───── TEXTE À LIRE ─────

Le statut de l’histoire est différent dans l’enseignement secondaire. Elle y est une
discipline obligatoire depuis toujours, certes, mais de récentes mesures ministérielles - en
2009-2010 - tendent à réduire son enseignement dans les dernières classes du cursus. Il est ici
utile d’évoquer les « consignes » ou instructions auxquelles doit répondre l’enseignement de
l’histoire en France de nos jours. Ces consignes s’adressent en fait à la mémoire, elles sont
affaires de mythes, de certitudes à transmettre. Il ne s’agit pas de comprendre, mais d’avoir en
mémoire un certain nombre de faits qui permettent d’acquérir, comme le préconisèrent
Michelet ou Lavisse il y a plus d’un siècle, cette fameuse « conscience nationale ». Il s’agit de
transmettre une sélection de faits symboliques d’une nation, de son émergence, de son unité,
de sa puissance, au nom de valeurs considérées comme « universelles »...
Commémorations
Parmi les questions que soulève l’analyse d’une commémoration, certaines concernent le
sens, les fonctions du phénomène, et la mémoire qu’il est sensé transmettre. La liaison
apparaît ainsi immédiate entre commémoration et pouvoir politique. Une commémoration se
choisit, se décide, s’organise, se rend visible du grand public par de multiples moyens.

─────

* CONSIGNE 1
Extrayez des enregistrements chaque ligne où figure la chaîne « roof ».
Le texte et les enregistrements proviennent de sources différentes.

───── LIGNES DE DONNÉES ─────

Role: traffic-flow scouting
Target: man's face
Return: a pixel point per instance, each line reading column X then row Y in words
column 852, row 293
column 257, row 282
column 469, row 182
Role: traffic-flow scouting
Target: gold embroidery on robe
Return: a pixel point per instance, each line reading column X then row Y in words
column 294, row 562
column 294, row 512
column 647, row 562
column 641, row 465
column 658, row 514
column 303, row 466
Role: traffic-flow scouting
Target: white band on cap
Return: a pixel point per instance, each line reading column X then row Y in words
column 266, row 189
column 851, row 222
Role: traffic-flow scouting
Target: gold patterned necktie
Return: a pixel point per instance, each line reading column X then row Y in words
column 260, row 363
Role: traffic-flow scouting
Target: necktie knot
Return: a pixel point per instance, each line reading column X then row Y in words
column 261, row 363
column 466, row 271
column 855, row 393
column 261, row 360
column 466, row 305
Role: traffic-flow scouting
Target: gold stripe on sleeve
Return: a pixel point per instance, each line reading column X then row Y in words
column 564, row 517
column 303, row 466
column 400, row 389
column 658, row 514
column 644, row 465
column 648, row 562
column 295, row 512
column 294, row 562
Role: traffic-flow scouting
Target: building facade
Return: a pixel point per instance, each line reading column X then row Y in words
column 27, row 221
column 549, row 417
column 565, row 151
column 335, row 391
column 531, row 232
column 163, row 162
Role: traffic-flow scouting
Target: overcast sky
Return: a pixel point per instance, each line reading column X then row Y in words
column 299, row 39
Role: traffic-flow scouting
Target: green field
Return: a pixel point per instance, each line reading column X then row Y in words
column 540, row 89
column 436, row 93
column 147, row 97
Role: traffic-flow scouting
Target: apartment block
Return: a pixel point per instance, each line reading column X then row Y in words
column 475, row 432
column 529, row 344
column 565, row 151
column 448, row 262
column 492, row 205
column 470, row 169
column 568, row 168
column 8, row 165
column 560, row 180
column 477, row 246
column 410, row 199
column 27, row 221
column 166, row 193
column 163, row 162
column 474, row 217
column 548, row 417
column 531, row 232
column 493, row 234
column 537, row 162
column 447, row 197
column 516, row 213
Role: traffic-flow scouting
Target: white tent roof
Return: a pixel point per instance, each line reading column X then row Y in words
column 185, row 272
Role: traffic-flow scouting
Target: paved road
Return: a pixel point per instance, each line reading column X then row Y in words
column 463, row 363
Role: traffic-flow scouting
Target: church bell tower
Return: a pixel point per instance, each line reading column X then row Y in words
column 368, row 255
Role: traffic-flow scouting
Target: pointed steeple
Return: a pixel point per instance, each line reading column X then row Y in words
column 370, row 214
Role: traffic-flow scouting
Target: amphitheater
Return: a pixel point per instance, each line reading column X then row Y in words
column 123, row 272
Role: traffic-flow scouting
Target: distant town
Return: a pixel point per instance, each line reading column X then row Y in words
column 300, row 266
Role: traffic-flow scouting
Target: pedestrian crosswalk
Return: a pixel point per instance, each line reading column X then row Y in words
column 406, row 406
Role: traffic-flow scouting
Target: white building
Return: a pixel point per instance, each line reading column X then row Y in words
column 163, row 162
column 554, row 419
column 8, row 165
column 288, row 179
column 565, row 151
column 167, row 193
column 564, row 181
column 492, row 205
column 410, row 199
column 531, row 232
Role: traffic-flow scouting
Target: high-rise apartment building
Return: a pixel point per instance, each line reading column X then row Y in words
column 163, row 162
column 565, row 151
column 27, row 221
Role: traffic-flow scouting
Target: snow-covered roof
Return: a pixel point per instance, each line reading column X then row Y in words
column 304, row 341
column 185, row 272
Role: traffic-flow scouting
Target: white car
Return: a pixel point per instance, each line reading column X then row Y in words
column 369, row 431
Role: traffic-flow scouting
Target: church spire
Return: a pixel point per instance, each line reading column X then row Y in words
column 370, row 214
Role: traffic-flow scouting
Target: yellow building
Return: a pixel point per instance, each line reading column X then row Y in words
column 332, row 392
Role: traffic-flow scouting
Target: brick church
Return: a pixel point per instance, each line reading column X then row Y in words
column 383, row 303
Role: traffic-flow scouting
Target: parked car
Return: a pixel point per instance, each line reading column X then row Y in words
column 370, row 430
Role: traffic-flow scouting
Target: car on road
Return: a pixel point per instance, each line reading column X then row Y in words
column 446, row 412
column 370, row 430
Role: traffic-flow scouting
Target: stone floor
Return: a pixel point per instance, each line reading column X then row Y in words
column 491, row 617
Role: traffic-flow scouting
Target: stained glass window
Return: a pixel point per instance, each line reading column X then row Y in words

─────

* CONSIGNE 2
Prolongez le texte sur l'enseignement de l'histoire et les commémorations en partant de sa dernière phrase.

* RÉPONSE FINALE 1
Target: white tent roof
Target: snow-covered roof

* RÉPONSE FINALE 2
L’étude des fonctions qui lui sont assignées, de manière plus ou moins explicite, est
particulièrement révélatrice de la manière dont l’autorité commémoratrice entend guider,
voire canaliser la mémoire du fait commémoré. Les questions qui se posent alors sont
directement liées au rapport existant entre histoire et pouvoir.
Dans le cadre spécifique des célébrations liées à l’histoire des colonies françaises des
Caraïbes, et notamment de l’esclavage et de ses abolitions, quatre périodes commémoratives
sont évoquées ici : la célébration du premier anniversaire de l’abolition de l’esclavage en
Guadeloupe en 1849, la commémoration du Tricentenaire des Antilles et de la Guyane en
1935, le centenaire de l’abolition de l’esclavage en 1948 puis son cent cinquantenaire en
1998.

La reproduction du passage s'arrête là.